<<<<

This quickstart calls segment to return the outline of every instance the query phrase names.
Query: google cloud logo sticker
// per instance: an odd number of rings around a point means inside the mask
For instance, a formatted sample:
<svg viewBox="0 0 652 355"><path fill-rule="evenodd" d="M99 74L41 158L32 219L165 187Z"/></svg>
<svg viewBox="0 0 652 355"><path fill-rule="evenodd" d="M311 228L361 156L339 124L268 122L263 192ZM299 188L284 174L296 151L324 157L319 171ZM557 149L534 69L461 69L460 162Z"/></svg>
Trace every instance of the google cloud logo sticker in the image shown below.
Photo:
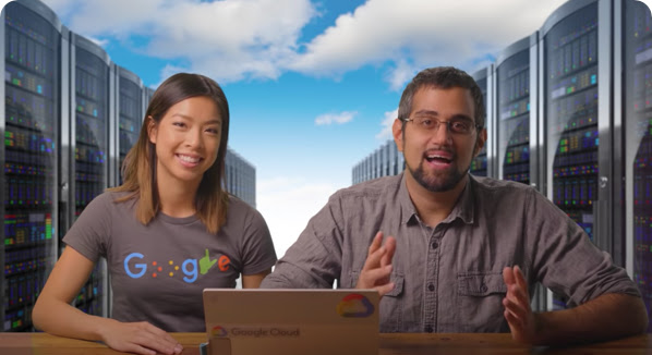
<svg viewBox="0 0 652 355"><path fill-rule="evenodd" d="M228 334L229 333L227 333L227 330L220 326L215 326L213 327L213 330L210 330L210 338L225 338Z"/></svg>
<svg viewBox="0 0 652 355"><path fill-rule="evenodd" d="M365 296L352 293L337 305L337 314L342 317L366 318L374 314L374 305Z"/></svg>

>>>>

PROBLEM STATEMENT
Please copy out all of the data above word for word, omitting the pictures.

RESPONSE TO THIS TASK
This quickstart calls segment to return the outline of every instance the query phrase names.
Query: google cloud logo sticker
// per instance: an odd number of rings around a point means inside the mask
For instance, a formatted sample:
<svg viewBox="0 0 652 355"><path fill-rule="evenodd" d="M99 74L41 158L32 219L165 187Z"/></svg>
<svg viewBox="0 0 652 355"><path fill-rule="evenodd" d="M311 228L361 156L339 124L268 122L263 192ZM299 188L284 174L296 151L324 157L319 171ZM557 149L534 69L461 69L460 162Z"/></svg>
Trace every instance of the google cloud logo sticker in the image shown below.
Photo:
<svg viewBox="0 0 652 355"><path fill-rule="evenodd" d="M228 334L229 333L227 333L227 330L220 326L215 326L213 327L213 330L210 330L210 338L225 338Z"/></svg>
<svg viewBox="0 0 652 355"><path fill-rule="evenodd" d="M365 296L352 293L337 305L337 314L342 317L366 318L374 314L374 305Z"/></svg>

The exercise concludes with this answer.